ALBERTO OJEDA (*)
Durante la primera mitad del siglo XX varios compositores establecieron un nuevo paradigma en el universo lírico. Lo suyo no fue exactamente una ruptura con la inflamación romántica y con el virtuosismo belcantista, patrones que dominaron el siglo XIX. Más bien fue una liberación: de la historia respecto al canto y la tonalidad. Hecho que produjo, de paso, un adelgazamiento: la economía expresiva se impuso, de manera que lo que antes se contaba en varias páginas de pentagramas empezara a concentrarse en unos cuantos compases. Fue un efecto equiparable al que tuvo la prosa sintética del periodismo sobre la caudalosa novela decimonónica. Ese fenómeno lo analiza minuciosamente Santiago Martín Bermúdez, dramaturgo y fundador de la editorial Scherzo, en El siglo de Jenufa (Ediciones Cumbres), casi mil páginas de apabullante erudición operística, que tendrá continuidad en otro tomo destinado a completar el itinerario por toda la centuria.
Santiago Martín Bermúdez recorre en el monumental ensayo El siglo de Jenufa las obras alumbradas entre 1900 y 1950, periodo en el que compositores como Debussy, Berg y Janácek encarrilaron el género lírico hacia la modernidad.
En esas cinco décadas la vertiente dramática de la ópera se ensalza y se destila. “Emerge un instinto teatral que plantea más claramente los conflictos y diseña mejor los personajes”, apunta su autor a El Cultural. Los músicos que marcaron el nuevo rumbo fueron Debussy, Bartók, el ‘tridente’ vienés (Shoenberg, Berg, Webern), Shostakovich, Prokófiev, Szymanowski… Aunque, para Martín Bermudez, el principal artífice de esa renovación (que no revolución) fue Leos Janácek. Y Jenufa, “donde se cuenta tanto con tan poco”, la obra suya que más nítidamente la ejemplifica, de ahí el título escogido para su voluminoso ensayo.

▸ **Extracto de datos**:
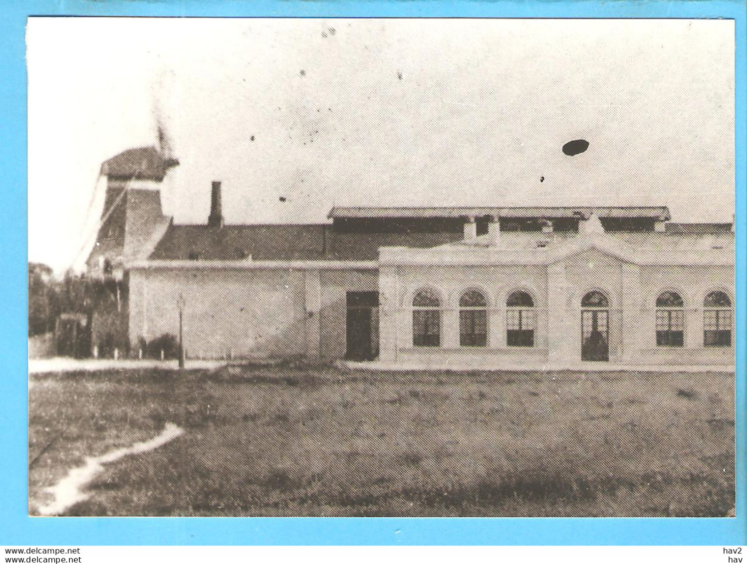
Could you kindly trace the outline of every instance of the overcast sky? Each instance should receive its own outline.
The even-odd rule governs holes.
[[[101,163],[155,144],[155,106],[177,222],[206,220],[212,180],[228,223],[333,204],[731,219],[731,21],[31,18],[27,43],[29,259],[58,270],[101,215]]]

▸ **Requisito A**:
Enumere los compositores que el extracto de página agrupa bajo la denominación de ‘tridente’ vienés.
▸ **Requisito B**:
Transcriba del extracto de página el pasaje que se abre con las palabras que contienen "En esas cinco" y se cierra con "su voluminoso ensayo.".

▸ **Respuesta A**:
Shoenberg, Berg, Webern

▸ **Respuesta B**:
En esas cinco décadas la vertiente dramática de la ópera se ensalza y se destila. “Emerge un instinto teatral que plantea más claramente los conflictos y diseña mejor los personajes”, apunta su autor a El Cultural. Los músicos que marcaron el nuevo rumbo fueron Debussy, Bartók, el ‘tridente’ vienés (Shoenberg, Berg, Webern), Shostakovich, Prokófiev, Szymanowski… Aunque, para Martín Bermudez, el principal artífice de esa renovación (que no revolución) fue Leos Janácek. Y Jenufa, “donde se cuenta tanto con tan poco”, la obra suya que más nítidamente la ejemplifica, de ahí el título escogido para su voluminoso ensayo.